> _LISTA DE ATIVIDADES_
A - Responda com base no trecho selecionado:
(i) Quantas mortes por covid-19 o Brasil contabilizava?
(ii) Em que dia a Conmebol anunciou que o Brasil sediaria a Copa América?
(iii) Por qual meio a CBD se comunicou com a Conmebol em 1918?
B - Traduza para o inglês esta frase do trecho selecionado: "Segundo a Conmebol, o presidente da Confederação Brasileira de Futebol (CBF), Rogério Caboclo, foi procurado pela confederação após os outros países desistirem de sediar a competição."

> _TRECHO SELECIONADO_
********************

Retrocesso? Há um século, Brasil barrava Copa América para conter pandemia
Em meados de outubro de 1918, a Confederação Brasileira de Desportos (CBD) enviou um telegrama à Conmebol para comunicar que não havia condições de sediar o campeonato naquele período, em razão da explosão de casos de gripe espanhola
O Brasil enfrenta a pandemia de covid-19 com uma vacinação lenta, mais de 465 mil mortes e regiões nas quais especialistas apontam que os casos da doença têm aumentado nas últimas semanas. Apesar do atual cenário, a Confederação Sul-Americana de Futebol (Conmebol) anunciou na segunda-feira (31/05) que o Brasil sediará a Copa América deste ano.
Segundo a Conmebol, o presidente da Confederação Brasileira de Futebol (CBF), Rogério Caboclo, foi procurado pela confederação após os outros países desistirem de sediar a competição.
Em meados de outubro de 1918, a recém-criada Confederação Brasileira de Desportos (CBD) enviou um telegrama à Conmebol para comunicar que não havia condições de sediar o campeonato naquele período, em razão da explosão de casos de gripe espanhola no Rio de Janeiro e da orientação para suspender eventos públicos.

********************

(Registros de dados coletados)
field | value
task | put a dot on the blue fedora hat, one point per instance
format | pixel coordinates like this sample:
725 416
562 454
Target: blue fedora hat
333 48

********************

> _RESPOSTAS DAS TAREFAS_
A -
(i) Mais de 465 mil mortes.
(ii) Na segunda-feira (31/05).
(iii) Por telegrama.

B - According to Conmebol, the president of the Brazilian Football Confederation (CBF), Rogério Caboclo, was approached by the confederation after the other countries gave up on hosting the competition.